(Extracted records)
==========

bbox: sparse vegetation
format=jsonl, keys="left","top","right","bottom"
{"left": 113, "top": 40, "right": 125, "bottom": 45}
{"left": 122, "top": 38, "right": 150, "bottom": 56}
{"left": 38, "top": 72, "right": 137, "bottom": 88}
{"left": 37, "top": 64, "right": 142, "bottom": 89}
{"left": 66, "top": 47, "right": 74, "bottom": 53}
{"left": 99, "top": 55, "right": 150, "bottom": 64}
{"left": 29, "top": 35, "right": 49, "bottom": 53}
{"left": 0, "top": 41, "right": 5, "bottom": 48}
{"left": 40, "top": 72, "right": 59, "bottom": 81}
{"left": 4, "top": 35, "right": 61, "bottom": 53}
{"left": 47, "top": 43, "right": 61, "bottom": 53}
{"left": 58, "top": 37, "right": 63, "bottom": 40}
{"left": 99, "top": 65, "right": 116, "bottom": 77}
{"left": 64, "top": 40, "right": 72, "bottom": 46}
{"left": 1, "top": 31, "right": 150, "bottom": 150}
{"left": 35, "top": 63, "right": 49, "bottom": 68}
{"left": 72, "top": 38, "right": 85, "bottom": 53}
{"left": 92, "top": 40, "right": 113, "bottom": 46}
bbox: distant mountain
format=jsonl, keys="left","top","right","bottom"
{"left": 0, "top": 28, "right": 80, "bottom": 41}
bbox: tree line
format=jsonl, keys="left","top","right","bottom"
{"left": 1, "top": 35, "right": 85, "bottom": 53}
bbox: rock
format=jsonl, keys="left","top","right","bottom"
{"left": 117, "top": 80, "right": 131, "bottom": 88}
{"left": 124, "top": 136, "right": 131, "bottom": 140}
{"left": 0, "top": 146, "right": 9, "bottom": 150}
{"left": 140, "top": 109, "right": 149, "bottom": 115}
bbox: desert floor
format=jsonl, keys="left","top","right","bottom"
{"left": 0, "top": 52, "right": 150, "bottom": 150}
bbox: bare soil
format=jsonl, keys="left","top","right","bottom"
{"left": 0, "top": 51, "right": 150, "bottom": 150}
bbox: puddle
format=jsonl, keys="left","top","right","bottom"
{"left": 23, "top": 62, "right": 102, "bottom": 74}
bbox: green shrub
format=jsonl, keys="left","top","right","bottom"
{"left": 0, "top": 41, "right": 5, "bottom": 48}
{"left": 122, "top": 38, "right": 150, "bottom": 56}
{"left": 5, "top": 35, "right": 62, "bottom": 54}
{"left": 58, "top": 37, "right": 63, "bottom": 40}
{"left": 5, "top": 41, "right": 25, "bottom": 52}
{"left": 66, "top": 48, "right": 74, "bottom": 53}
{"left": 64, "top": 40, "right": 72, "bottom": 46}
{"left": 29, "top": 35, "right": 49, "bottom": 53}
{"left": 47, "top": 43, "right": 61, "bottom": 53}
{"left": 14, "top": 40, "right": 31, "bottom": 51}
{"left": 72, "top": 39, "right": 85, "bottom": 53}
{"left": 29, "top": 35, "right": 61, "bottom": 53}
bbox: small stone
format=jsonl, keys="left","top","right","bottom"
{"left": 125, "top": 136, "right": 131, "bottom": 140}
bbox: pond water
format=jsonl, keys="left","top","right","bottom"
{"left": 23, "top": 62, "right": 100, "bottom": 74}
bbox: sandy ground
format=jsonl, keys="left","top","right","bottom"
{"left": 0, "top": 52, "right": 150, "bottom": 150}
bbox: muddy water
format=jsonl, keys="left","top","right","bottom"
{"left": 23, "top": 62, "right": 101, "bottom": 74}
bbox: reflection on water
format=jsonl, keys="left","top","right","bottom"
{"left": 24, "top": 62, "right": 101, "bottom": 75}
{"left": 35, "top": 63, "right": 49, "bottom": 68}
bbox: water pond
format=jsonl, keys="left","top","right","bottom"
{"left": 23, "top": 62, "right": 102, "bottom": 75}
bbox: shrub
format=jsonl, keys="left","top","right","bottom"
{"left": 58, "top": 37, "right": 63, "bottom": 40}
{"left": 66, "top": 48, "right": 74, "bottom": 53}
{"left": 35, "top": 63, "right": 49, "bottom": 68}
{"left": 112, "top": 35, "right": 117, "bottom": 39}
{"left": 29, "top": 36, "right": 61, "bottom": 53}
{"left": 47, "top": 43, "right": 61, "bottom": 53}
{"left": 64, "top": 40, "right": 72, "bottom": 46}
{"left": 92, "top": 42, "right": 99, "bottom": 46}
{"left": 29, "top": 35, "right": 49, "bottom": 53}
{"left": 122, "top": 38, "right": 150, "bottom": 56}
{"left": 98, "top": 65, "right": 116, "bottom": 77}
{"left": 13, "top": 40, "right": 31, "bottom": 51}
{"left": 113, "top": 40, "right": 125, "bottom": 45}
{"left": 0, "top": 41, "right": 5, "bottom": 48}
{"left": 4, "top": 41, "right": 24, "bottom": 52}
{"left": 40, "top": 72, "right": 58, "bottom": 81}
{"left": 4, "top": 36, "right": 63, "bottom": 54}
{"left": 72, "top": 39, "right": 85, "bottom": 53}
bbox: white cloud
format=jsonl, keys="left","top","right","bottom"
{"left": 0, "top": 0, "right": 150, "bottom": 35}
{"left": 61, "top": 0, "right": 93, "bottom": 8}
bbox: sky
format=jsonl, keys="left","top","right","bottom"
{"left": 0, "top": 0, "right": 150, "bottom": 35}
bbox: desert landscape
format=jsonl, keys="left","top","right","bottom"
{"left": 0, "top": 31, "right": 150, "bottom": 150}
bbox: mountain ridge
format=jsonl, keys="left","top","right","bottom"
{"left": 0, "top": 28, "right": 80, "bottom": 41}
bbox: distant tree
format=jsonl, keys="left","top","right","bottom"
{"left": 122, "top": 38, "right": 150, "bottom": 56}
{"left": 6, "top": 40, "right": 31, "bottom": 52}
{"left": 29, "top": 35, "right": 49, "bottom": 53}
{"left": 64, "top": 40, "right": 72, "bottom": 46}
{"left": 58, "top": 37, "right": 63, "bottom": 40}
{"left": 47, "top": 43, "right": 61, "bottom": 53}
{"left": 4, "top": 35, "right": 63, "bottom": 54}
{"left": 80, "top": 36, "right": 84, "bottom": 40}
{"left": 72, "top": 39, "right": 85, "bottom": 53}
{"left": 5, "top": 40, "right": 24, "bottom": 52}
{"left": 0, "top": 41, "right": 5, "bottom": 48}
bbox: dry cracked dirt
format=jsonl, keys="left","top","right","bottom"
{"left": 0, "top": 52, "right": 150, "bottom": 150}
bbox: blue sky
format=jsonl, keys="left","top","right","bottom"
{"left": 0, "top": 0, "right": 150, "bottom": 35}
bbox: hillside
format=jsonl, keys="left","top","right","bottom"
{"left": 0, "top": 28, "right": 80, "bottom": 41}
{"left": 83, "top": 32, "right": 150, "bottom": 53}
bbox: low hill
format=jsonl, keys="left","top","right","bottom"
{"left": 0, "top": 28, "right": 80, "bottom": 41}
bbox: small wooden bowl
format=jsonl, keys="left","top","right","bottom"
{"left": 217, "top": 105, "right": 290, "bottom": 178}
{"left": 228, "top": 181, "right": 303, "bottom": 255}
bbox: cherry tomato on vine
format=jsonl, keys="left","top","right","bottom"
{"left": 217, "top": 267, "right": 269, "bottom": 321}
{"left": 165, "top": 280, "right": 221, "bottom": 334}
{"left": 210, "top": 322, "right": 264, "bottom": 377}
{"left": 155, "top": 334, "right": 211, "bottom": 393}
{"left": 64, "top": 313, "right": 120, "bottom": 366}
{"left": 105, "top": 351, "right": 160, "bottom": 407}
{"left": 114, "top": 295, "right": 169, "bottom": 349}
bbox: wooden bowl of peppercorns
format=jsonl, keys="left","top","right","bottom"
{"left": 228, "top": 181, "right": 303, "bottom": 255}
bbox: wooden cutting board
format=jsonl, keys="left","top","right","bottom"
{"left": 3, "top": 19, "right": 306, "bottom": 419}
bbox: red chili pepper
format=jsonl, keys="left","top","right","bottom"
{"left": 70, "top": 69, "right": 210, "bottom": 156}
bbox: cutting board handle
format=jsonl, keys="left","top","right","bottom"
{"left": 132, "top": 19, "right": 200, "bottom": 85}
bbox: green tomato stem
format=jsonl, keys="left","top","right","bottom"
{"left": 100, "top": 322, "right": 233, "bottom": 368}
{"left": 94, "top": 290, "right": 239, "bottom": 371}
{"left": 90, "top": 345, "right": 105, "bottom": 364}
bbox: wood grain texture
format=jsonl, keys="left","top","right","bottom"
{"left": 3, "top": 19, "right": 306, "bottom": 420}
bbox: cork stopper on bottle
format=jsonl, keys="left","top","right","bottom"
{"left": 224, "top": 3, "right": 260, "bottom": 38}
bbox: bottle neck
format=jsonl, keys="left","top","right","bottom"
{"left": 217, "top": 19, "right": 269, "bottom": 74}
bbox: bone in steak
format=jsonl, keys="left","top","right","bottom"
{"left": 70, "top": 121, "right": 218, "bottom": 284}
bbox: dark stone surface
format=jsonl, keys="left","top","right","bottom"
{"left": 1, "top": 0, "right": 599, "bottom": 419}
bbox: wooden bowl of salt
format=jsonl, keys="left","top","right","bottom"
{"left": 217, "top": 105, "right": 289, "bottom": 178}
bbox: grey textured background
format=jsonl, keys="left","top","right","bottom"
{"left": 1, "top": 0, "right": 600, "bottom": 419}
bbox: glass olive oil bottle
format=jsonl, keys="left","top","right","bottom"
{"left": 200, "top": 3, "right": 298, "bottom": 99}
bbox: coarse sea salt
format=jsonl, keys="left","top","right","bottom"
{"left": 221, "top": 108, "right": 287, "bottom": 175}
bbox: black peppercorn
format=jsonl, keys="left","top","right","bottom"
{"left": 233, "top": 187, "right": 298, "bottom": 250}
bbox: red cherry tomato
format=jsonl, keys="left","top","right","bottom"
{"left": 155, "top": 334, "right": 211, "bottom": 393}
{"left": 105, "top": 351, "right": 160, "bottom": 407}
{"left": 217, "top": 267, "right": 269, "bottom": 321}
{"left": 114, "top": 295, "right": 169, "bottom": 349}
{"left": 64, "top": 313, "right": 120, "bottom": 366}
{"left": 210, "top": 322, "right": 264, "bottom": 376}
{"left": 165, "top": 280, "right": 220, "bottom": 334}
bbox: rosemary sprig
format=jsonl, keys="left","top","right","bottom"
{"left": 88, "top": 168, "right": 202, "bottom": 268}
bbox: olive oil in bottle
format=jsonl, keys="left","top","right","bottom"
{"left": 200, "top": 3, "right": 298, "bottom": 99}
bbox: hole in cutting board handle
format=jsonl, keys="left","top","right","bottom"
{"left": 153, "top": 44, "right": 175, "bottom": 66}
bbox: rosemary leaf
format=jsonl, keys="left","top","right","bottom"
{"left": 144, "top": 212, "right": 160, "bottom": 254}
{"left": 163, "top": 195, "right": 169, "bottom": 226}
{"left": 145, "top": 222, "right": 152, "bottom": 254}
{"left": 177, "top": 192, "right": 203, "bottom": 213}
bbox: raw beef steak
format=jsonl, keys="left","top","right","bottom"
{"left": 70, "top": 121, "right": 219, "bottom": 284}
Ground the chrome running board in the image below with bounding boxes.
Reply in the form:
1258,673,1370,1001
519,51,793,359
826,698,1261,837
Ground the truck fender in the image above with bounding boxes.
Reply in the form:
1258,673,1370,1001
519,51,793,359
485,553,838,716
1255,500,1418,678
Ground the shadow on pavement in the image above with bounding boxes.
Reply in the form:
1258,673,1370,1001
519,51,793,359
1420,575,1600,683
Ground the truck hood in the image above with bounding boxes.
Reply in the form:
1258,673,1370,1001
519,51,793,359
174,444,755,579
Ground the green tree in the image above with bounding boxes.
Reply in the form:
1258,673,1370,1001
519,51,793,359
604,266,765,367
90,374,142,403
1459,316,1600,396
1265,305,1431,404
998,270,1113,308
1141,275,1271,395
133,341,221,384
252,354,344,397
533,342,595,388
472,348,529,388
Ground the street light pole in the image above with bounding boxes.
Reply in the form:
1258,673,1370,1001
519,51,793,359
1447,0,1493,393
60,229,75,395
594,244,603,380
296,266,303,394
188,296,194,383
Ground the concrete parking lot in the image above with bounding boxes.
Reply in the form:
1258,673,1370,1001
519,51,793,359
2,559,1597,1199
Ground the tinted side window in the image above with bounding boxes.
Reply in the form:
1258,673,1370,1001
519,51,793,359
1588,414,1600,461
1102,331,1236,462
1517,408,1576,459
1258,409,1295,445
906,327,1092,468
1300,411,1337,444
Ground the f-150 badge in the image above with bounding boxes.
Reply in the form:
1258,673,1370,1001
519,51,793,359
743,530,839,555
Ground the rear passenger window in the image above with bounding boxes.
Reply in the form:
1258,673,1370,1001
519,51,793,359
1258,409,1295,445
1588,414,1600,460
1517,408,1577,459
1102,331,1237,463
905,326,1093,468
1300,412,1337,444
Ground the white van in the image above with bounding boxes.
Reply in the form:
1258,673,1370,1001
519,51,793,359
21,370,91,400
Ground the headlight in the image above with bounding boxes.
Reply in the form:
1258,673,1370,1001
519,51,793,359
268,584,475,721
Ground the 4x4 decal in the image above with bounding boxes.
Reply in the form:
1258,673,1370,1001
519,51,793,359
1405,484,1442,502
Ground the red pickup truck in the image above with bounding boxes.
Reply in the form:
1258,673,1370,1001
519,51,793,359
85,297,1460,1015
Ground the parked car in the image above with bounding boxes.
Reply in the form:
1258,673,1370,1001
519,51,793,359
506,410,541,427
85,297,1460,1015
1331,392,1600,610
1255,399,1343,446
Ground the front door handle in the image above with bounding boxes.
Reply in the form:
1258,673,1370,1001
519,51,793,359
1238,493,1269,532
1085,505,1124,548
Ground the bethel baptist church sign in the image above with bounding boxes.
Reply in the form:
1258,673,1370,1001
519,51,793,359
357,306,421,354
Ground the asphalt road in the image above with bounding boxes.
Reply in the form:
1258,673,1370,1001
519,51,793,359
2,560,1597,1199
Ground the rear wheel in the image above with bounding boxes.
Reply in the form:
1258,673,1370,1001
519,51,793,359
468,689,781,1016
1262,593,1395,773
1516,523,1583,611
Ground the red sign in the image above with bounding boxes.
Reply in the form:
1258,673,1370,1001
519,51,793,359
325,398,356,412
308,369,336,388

==========

Exercise directions
Your task is to write out, exactly, the line that contains "Ground the asphalt" and each line after it to the end of the data, with no other lines.

Task solution
Ground the asphalt road in the image above with bounding boxes.
Reply in the form:
1258,673,1370,1001
519,51,793,359
2,560,1597,1199
Ground the rear wheel in the image above with bounding boxes.
Reply in the form:
1258,673,1370,1001
519,51,793,359
468,689,781,1016
1262,593,1395,773
1516,523,1583,611
Ground the red sign in the image above with bounding boxes.
Reply in the form:
1258,673,1370,1001
519,51,793,359
325,398,356,412
308,369,336,388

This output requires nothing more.